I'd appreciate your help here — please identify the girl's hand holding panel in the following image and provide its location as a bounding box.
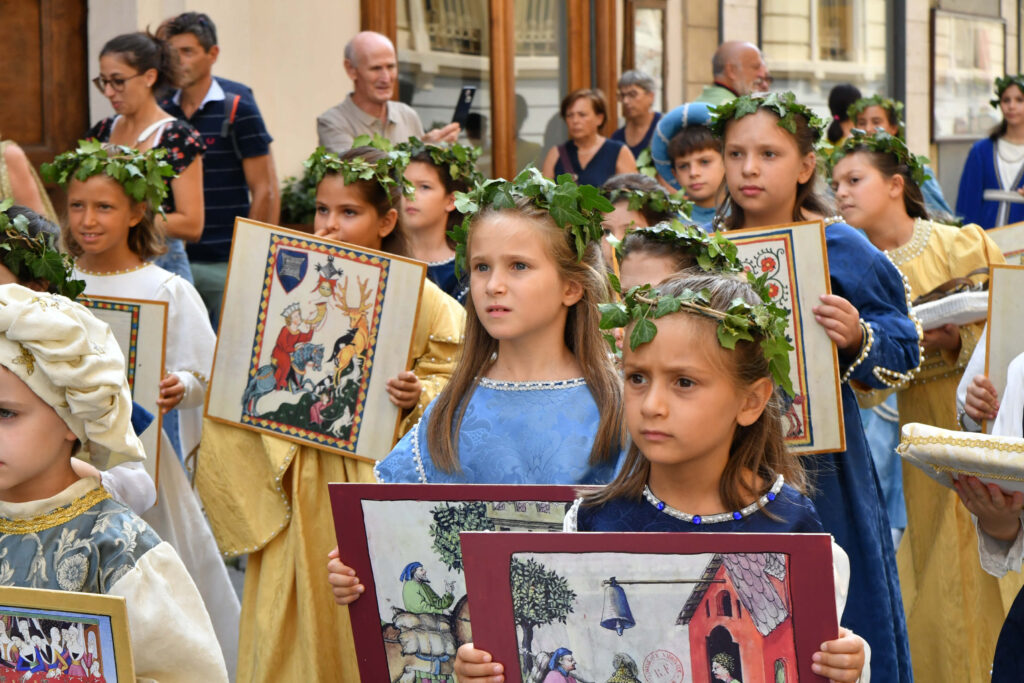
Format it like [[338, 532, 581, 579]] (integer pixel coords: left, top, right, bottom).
[[812, 294, 863, 355], [455, 643, 505, 683], [327, 548, 367, 605], [811, 627, 864, 683]]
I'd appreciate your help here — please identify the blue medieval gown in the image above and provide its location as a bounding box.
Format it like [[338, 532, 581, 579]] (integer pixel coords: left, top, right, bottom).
[[374, 378, 618, 484], [802, 222, 920, 683], [956, 137, 1024, 230]]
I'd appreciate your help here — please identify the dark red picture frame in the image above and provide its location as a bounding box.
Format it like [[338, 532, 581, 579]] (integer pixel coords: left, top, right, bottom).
[[461, 531, 839, 683], [329, 483, 587, 681]]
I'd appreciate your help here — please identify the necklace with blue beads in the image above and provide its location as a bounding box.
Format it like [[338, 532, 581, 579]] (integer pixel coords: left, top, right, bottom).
[[643, 474, 782, 524]]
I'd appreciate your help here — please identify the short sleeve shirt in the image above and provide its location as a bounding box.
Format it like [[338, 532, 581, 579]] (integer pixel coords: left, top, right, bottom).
[[160, 78, 273, 262]]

■ ■ ■

■ Task brief: Update every one of the items above so that "bounding box" becomes "rectangle" and nothing else changes. Leave the pictures out of your answer.

■ Exercise answer:
I'd appreciate your help here — please identify the girl's hand holding panel in the following image and provide its location as a rectangle.
Format it like [[338, 532, 581, 579]] (integer pixel coords: left, top, right, bottom).
[[812, 294, 863, 355], [455, 643, 505, 683], [327, 548, 367, 605], [811, 627, 864, 683]]
I'd appreciate your help here — please identify the blue medieval gown in the image above and provide its location as a rectangle.
Format it like [[338, 532, 581, 579]] (integer pixel coords: left, top, right, bottom).
[[374, 378, 618, 484], [802, 222, 920, 683], [956, 137, 1024, 230]]
I'd appreciate your help here — please identify the dark red picture frame in the image above and provide its location as a rectangle.
Format it like [[338, 532, 581, 579]] (integer pixel coords: left, top, right, bottom).
[[461, 531, 839, 683], [329, 483, 587, 681]]
I'd appreciate your help here — please identify the necklace with blue beads in the image above and provide its location as a rectangle.
Format it like [[338, 532, 581, 579]] (integer pixel coords: left, top, right, bottom).
[[643, 474, 782, 524]]
I'd appreciate your help here — please identify the short sleeve shirt in the image above and provide its location as a rectangle.
Format it like [[338, 532, 581, 579]] (integer pixel coords: left, top, right, bottom).
[[160, 78, 273, 262]]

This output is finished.